▶ _Document segment_:
◆ ◆ ◆ ◆

A project in Colombia is investigating how women were affected by devastating floods in 2010 and 2011. The hope is to pass on knowledge about how they reacted and coped, to help other communities prepare for similar disasters. By Beatrice Mosello (CDKN’s Project Officer), Samir Eljagh and Eliana Sanandres Campis (Researchers at Universidad del Norte, Barranquilla, Colombia)

I have 5 children, all of them suffered the flooding with me; I didn’t pick up anything, just picked up my children.” (Manatí flood survivor)

Every natural disaster causes obvious physical damage to communities’ inhabitants and infrastructure. But many disasters also leave important psychological effects on people that tend to be much less visible, and are therefore often overlooked. Being exposed to a natural disaster can be so traumatic that it affects how individuals see the world and their future. It can trigger a great number of physical, behavioral, cognitive and emotional reactions.

The psychological impacts of disasters manifest themselves differently among men and women, boys and girls. This is because they have distinct physical vulnerabilities that shape their ability to recover. Experts in the fields of disaster risk management have documented the ‘special’ vulnerabilities of women in emergency situations. On average, disasters and their subsequent impacts kill more women than men. Men’s and women’s experiences of disasters can be affected by gender-related patterns of access and control over resources, as well as by their typical roles and responsibilities (Enarson and Morrow. eds., 1998) and different experiences of personal safety and security.

◆ ◆ ◆ ◆

▶ _Provided material_:
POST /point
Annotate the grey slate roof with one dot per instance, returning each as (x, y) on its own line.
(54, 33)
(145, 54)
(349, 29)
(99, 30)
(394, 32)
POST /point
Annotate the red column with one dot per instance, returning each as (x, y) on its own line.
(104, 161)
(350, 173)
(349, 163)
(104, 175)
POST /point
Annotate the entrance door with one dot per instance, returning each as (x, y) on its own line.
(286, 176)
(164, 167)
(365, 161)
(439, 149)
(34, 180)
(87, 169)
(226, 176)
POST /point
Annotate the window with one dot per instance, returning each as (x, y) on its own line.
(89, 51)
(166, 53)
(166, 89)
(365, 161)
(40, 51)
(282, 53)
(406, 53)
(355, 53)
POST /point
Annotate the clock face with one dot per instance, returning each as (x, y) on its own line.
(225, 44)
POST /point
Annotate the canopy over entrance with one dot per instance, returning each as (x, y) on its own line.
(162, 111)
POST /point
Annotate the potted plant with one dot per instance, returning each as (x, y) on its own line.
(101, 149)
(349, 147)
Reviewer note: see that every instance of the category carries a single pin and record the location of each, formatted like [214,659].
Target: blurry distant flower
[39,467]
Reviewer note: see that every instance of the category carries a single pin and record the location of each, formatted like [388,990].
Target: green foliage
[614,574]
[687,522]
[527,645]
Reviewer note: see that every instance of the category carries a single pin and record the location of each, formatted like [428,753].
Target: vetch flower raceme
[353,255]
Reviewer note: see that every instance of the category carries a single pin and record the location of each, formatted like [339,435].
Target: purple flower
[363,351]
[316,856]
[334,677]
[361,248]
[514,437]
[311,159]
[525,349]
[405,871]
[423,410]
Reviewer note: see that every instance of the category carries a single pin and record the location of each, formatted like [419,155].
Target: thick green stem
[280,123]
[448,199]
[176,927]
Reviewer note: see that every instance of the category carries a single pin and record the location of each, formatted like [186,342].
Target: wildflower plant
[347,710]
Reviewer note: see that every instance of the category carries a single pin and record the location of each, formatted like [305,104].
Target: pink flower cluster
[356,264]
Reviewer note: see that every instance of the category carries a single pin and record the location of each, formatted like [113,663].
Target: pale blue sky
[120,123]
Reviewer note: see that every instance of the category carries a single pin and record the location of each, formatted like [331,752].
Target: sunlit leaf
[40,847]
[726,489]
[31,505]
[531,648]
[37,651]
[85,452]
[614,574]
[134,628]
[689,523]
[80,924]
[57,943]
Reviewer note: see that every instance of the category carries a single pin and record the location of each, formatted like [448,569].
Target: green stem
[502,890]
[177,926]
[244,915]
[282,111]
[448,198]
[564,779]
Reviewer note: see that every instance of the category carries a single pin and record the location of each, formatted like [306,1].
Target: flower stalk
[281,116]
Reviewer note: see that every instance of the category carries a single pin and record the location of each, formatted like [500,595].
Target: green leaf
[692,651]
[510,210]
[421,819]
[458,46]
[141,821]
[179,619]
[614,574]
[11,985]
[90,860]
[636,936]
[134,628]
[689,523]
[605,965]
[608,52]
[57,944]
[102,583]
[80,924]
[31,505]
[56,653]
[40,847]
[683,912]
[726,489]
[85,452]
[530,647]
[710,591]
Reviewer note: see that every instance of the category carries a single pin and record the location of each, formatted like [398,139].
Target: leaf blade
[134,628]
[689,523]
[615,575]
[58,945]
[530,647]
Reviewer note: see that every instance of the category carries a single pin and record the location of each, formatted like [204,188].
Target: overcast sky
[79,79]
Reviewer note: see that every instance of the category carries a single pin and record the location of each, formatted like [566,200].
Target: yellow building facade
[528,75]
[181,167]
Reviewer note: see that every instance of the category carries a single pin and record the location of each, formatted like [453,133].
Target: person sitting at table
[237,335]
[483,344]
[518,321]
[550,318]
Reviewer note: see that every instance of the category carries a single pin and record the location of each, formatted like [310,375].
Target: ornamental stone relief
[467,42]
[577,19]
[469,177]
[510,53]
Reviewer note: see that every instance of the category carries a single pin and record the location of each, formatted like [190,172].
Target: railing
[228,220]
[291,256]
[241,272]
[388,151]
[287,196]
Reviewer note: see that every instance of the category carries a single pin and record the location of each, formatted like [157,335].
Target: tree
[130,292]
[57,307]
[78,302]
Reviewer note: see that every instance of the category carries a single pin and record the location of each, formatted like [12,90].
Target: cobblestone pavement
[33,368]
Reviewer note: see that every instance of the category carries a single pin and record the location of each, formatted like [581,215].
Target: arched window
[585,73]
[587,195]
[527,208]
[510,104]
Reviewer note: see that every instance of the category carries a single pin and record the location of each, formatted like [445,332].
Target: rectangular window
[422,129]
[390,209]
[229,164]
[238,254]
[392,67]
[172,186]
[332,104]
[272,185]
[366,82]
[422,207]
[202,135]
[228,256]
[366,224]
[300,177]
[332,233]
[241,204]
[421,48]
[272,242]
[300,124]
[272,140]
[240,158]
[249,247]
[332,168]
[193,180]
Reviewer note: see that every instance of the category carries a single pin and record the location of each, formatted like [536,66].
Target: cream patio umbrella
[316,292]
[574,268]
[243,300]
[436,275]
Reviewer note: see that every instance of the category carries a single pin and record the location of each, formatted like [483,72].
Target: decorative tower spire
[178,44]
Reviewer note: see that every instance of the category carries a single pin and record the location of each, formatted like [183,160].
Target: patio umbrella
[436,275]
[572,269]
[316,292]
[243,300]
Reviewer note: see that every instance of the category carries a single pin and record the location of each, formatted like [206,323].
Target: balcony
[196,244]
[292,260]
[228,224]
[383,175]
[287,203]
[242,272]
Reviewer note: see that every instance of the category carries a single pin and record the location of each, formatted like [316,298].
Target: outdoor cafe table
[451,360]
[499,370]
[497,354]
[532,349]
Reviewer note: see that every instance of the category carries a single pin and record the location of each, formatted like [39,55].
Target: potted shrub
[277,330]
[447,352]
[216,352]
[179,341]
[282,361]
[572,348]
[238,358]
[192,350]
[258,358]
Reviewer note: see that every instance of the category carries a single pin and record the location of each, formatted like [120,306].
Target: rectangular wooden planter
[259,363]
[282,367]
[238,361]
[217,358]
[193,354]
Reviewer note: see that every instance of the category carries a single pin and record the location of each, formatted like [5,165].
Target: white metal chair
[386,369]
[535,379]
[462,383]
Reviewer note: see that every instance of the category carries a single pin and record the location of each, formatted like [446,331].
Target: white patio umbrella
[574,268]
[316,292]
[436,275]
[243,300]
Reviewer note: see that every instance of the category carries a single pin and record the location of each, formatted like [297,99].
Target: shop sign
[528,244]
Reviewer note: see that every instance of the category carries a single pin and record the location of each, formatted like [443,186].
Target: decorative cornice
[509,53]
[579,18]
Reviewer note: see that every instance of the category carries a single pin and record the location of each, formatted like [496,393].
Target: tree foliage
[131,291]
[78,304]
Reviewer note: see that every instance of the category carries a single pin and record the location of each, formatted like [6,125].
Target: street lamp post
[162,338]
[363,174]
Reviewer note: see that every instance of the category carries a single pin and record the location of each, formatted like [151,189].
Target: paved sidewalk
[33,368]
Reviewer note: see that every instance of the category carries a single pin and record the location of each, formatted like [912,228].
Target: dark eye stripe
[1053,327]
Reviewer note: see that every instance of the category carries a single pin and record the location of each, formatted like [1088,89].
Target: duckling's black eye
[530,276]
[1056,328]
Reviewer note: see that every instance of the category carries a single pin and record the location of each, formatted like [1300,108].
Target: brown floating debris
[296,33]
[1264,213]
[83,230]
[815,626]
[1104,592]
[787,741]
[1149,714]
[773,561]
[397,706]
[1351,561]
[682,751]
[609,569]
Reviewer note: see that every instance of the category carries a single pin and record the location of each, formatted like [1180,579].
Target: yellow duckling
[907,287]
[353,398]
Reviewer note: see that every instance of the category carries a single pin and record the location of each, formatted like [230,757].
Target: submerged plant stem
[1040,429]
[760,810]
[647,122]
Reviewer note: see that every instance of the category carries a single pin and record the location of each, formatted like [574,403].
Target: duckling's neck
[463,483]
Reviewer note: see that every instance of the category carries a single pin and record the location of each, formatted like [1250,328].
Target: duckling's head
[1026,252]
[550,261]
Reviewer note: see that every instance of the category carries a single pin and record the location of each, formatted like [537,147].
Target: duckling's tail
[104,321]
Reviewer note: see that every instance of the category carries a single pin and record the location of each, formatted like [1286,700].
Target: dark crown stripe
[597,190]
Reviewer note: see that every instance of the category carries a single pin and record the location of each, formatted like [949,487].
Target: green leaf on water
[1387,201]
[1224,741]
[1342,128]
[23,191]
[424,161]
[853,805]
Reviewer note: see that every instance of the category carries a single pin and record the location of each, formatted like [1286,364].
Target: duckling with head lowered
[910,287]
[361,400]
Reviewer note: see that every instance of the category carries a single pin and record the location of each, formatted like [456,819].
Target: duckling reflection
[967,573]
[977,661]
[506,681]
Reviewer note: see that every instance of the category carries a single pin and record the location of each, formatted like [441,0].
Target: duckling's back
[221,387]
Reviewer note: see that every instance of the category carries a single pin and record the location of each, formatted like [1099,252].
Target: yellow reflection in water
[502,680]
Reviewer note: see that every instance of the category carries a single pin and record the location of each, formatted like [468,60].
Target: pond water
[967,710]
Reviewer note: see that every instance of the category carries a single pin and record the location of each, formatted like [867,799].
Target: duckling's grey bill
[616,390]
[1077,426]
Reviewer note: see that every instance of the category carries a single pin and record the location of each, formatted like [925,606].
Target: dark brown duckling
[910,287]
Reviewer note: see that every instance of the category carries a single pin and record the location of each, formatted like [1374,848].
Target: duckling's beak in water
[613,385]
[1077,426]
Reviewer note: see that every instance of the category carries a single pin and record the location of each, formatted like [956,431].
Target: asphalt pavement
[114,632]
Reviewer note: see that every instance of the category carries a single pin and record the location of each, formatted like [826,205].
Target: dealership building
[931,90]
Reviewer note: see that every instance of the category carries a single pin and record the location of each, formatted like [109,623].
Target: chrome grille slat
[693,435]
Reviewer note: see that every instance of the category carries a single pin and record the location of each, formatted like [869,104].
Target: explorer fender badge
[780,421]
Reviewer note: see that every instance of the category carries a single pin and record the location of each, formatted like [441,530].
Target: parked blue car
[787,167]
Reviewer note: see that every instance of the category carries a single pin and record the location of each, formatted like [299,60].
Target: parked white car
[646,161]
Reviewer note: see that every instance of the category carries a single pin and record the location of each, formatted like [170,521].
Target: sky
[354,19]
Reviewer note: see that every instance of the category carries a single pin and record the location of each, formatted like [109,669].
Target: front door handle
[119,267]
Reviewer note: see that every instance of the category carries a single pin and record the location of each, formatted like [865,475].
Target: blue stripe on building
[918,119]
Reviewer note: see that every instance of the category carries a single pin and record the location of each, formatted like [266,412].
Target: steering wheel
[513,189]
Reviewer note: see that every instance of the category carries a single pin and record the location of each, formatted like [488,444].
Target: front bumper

◆ ◆ ◆ ◆

▶ _Required tasks_:
- a) Translate this sentence from the piece on women and the Colombian floods into Spanish: "On average, disasters and their subsequent impacts kill more women than men."
- b) Carry on the piece about women and the 2010–2011 Colombian floods from its last sentence.

▶ _Response list_:
- a) En promedio, los desastres y sus impactos posteriores matan a más mujeres que a hombres.

- b)
This situation represents an opportunity to investigate the reasons for the imbalance and to introduce social change and development, aimed at reducing some of the gender-specific impacts of climate disasters and their psychological consequences. It is possible that measures to combat gender-based discrimination and inequality could build women’s and girls’ resilience to climate disasters.

The Universidad Del Norte, based in Barranquilla, Colombia, is embracing this opportunity with its project Growing up in adversity: resilience in families affected by the winter. Funded by CDKN, the project is investigating the coping strategies that communities develop when threatened by natural disasters. The hope is to use the findings to improve people’s psychological resilience to face similar events in the future.

Coping with the aftermath of floods

The project team has worked for 18 months in the municipality of Manatí, in the Department of Atlántico. There, between 2010 and 2011, 3,893,087 Colombians were victims of devastating floods caused by a particularly harsh rainy season. Hundreds of houses were destroyed by a breach in El Canal Del Qique. The water carried away buildings, their inhabitants, personal belongings and the source of people’s livelihoods.

According to the National Register of Flood Victims, flooding in Manatí affected 5,733 women. They faced the arduous task of having to reconstruct not only their houses, but their entire lives, in a Manatí they could no longer recognise. This meant searching for new livelihoods and new stability, while mourning for what was lost forever. While coping with their new realities, they had to continue with domestic responsibilities such as caring for children, the elderly and disabled people.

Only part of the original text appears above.